:: Excerpted passage ::
»»

Also IMO open-ended query language doesn't help in quick exploration, it's a barrier. UI and easiness of use is the paramount for adoption. To achieve arbitrary queries one can dump everything to smth like ClickHouse and query it with SQL. This would be a nice addition to any observability stack, to cover for a small percentage of the very deep explorations.

2 comments

It looks like a "wide-event" is just a structured log, you can send any log containing json to sumo/splunk at it'll parse it out as fields for you. So as I'm understanding it you're advocating for structured logs (which is fine, those are great).

If you want a point-and-click interface to log searching I agree that some percentage of people like to start there (and I think splunk may even have that too), so I'm not opposed to it existing at all, but I feel very strongly that having the more sophisticated capabilities if you want to move beyond a point-click is a requirement.

It exactly is a structured log or log in open telemetry.

To make it easier for myself, I think of spans also as structured logs with a schema that everyone had agreed on, which make it possible to trace requests across multiple services/clients. It's probably more than that, but I don't need academic precision to see how this is more useful during livesite investigations than simply querying logs with unaligned schemas.

Yes, structured log exactly. Why I prefer "wide event" as a term because it has this "wide" component that serves for 2 purposes:

- it highlights the intention of storing as much context as possible - it also hints on the implementation for a system that would serve them. One likely need to use columnar storage to store wide events, there is no way around it

But just a personal preference in the end.

Honeycomb was in fact built to originally be a replacement for scuba, by people who found it so valuable and missed it.

««

:: Raw records ::
»»

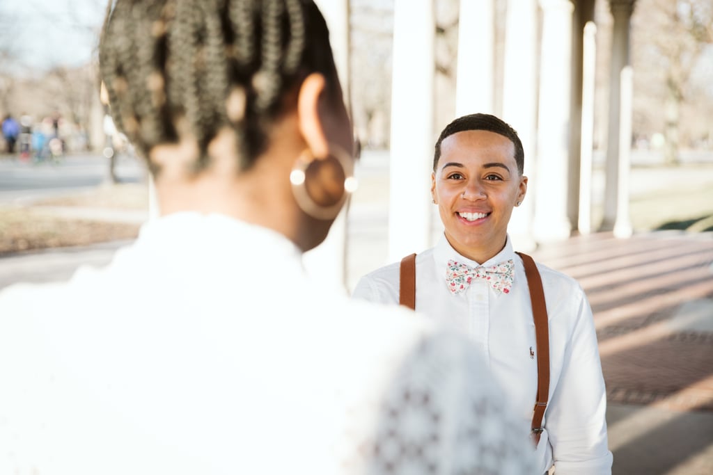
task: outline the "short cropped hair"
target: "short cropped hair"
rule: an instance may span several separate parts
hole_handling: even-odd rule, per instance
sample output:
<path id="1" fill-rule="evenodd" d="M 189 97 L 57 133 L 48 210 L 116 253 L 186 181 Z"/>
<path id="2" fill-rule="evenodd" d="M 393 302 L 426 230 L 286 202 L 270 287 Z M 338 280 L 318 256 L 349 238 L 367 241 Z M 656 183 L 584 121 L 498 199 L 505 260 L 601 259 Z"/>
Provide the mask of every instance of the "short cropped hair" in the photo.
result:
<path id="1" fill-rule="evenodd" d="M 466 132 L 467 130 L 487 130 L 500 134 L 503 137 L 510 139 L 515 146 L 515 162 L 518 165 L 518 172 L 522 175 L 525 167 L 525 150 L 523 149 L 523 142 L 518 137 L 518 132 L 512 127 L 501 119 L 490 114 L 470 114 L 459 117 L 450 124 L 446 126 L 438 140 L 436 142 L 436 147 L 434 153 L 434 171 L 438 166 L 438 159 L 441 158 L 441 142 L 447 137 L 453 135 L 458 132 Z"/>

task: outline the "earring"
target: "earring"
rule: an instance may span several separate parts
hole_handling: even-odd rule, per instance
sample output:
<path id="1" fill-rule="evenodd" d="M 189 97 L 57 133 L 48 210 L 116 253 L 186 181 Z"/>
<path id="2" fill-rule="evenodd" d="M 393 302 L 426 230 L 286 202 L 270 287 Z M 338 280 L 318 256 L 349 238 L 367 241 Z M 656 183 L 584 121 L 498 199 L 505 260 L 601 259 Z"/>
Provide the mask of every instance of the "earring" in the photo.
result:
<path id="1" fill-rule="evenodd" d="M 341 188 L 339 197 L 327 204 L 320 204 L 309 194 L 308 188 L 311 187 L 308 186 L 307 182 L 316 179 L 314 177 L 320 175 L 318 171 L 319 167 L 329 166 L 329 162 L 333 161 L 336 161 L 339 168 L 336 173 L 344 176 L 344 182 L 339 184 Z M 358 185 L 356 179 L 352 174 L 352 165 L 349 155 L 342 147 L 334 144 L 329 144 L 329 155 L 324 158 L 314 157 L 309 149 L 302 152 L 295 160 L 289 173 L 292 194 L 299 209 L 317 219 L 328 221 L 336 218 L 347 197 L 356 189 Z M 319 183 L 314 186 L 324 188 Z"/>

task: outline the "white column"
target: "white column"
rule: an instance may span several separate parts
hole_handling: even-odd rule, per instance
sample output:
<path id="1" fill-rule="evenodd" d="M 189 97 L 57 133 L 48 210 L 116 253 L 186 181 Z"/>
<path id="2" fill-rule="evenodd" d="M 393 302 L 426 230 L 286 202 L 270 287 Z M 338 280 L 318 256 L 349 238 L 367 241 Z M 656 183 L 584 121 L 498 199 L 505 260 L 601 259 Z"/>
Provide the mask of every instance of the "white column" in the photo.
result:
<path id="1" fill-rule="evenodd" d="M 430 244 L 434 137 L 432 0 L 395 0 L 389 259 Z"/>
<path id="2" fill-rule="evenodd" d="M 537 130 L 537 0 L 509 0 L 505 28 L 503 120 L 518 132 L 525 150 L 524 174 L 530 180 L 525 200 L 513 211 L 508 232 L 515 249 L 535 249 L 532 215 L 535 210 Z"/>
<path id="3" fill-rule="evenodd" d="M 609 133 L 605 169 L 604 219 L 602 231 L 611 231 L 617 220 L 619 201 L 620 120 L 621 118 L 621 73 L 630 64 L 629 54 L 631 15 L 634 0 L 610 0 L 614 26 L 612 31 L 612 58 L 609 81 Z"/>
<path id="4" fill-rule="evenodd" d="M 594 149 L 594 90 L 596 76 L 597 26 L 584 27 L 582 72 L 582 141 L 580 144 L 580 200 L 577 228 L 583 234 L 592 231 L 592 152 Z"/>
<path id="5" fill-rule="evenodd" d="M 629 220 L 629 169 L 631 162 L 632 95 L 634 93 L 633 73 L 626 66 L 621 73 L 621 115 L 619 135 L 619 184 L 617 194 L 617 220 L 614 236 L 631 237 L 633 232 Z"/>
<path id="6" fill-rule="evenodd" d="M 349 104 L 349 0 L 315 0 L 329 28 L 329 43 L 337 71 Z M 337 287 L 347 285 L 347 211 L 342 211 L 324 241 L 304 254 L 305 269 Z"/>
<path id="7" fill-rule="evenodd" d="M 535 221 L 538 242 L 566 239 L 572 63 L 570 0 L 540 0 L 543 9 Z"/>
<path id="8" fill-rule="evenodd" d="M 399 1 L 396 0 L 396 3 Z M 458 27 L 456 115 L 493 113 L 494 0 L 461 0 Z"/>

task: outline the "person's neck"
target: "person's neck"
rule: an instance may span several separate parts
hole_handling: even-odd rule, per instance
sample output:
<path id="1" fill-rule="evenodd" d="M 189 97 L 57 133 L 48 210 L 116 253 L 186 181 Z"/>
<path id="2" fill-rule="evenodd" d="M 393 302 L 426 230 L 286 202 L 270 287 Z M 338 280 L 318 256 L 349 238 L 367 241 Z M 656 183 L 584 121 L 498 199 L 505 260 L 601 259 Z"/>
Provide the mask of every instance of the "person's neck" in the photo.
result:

««

:: The problem ::
From the discussion of wide events and structured logs, reproduce word for word the part that begins with the words containing "Also IMO open-ended" and ends with "very deep explorations.".

:: Exercise response ::
Also IMO open-ended query language doesn't help in quick exploration, it's a barrier. UI and easiness of use is the paramount for adoption. To achieve arbitrary queries one can dump everything to smth like ClickHouse and query it with SQL. This would be a nice addition to any observability stack, to cover for a small percentage of the very deep explorations.